(Natural-language object grounding data)
-=-=-

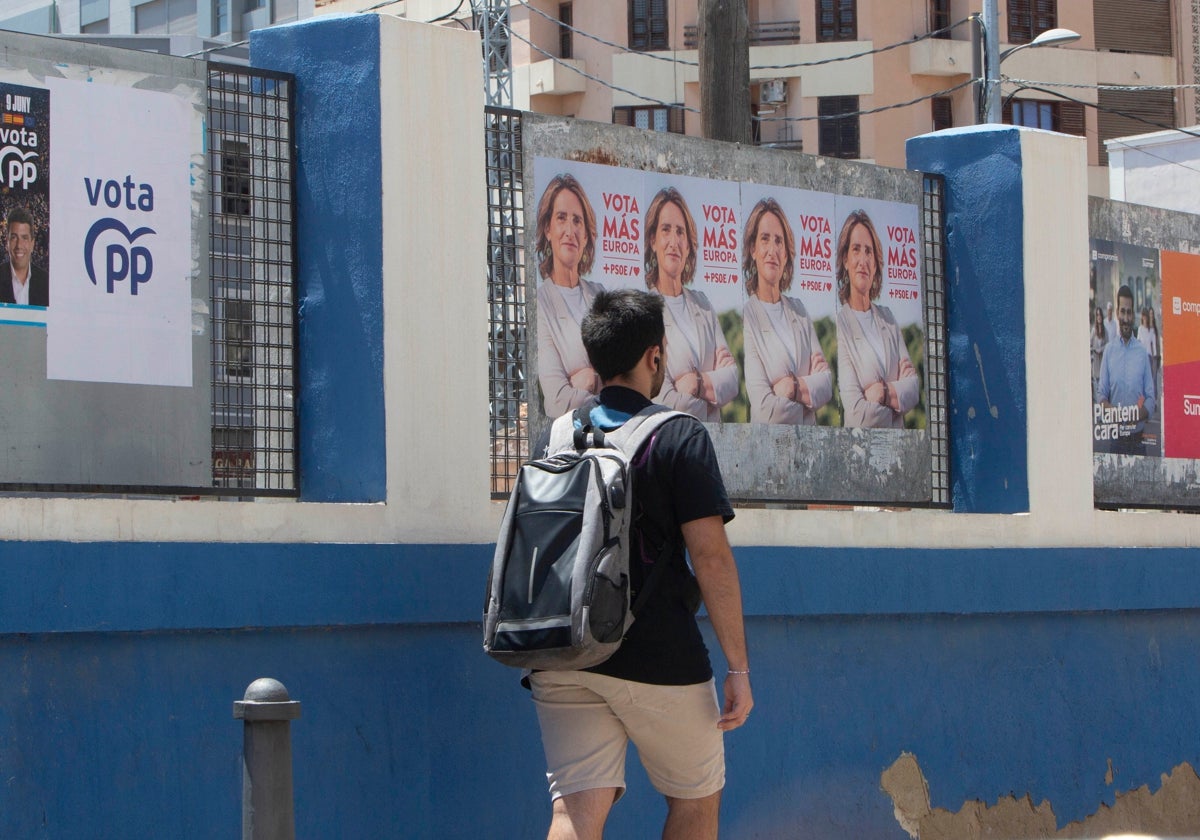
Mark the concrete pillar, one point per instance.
(391, 238)
(267, 803)
(1017, 305)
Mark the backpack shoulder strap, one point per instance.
(562, 435)
(639, 429)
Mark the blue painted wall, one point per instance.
(339, 251)
(1003, 671)
(985, 312)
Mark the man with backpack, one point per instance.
(658, 689)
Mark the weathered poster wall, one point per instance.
(1145, 353)
(793, 300)
(102, 168)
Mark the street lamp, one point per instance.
(988, 42)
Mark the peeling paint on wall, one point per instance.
(1171, 811)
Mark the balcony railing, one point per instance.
(761, 34)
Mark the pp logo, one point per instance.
(17, 171)
(123, 261)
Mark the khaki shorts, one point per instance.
(588, 719)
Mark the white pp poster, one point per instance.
(121, 249)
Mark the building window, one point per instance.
(943, 113)
(565, 18)
(235, 185)
(165, 17)
(655, 118)
(1029, 18)
(1066, 118)
(648, 24)
(838, 132)
(837, 21)
(1133, 27)
(940, 17)
(239, 337)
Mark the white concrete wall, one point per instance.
(1161, 169)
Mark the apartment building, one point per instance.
(839, 59)
(216, 19)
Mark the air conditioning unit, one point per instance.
(774, 91)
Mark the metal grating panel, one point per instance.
(252, 275)
(508, 394)
(933, 221)
(509, 390)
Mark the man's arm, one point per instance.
(718, 576)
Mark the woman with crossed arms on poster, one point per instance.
(787, 376)
(567, 235)
(876, 378)
(701, 373)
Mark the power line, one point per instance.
(215, 49)
(761, 119)
(1150, 154)
(1114, 111)
(598, 79)
(1026, 83)
(868, 111)
(687, 63)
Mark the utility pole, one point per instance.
(991, 61)
(725, 70)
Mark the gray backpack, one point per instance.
(558, 598)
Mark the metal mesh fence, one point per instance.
(252, 280)
(933, 220)
(509, 396)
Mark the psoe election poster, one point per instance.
(793, 315)
(121, 251)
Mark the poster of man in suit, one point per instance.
(24, 201)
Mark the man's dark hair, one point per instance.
(619, 329)
(21, 216)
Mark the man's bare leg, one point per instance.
(581, 816)
(693, 819)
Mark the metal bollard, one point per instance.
(267, 807)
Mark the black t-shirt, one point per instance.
(676, 480)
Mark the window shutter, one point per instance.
(1133, 25)
(676, 120)
(838, 135)
(658, 24)
(943, 113)
(637, 15)
(1071, 119)
(1157, 107)
(1020, 21)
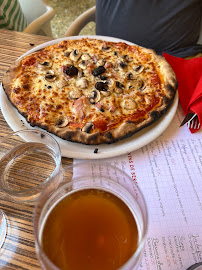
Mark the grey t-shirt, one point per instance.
(171, 26)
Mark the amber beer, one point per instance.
(90, 229)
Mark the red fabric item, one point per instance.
(189, 76)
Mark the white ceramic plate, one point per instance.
(76, 150)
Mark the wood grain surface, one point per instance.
(18, 251)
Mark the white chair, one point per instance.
(88, 16)
(38, 14)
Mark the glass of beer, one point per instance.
(97, 220)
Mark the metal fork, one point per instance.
(193, 123)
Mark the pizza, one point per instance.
(91, 91)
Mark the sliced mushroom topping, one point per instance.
(140, 84)
(45, 64)
(68, 62)
(62, 83)
(80, 73)
(105, 93)
(121, 63)
(82, 83)
(50, 76)
(62, 122)
(129, 104)
(67, 53)
(101, 86)
(99, 70)
(75, 94)
(75, 55)
(139, 69)
(110, 83)
(130, 76)
(106, 48)
(87, 127)
(94, 96)
(71, 70)
(118, 90)
(127, 58)
(101, 62)
(83, 64)
(85, 57)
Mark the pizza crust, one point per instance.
(121, 131)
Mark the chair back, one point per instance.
(32, 9)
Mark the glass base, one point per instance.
(3, 228)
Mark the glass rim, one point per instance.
(28, 192)
(76, 180)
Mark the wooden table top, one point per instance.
(18, 251)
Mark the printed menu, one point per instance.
(169, 173)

-=-=-

→ What you will do: In the entries above, take the line containing "Mark the wooden" and each later line through the last, and repeat them exactly. Output nothing else.

→ Solved problem:
Mark the wooden table top, one point per instance.
(18, 251)
Mark the printed menu, one point per instance.
(169, 173)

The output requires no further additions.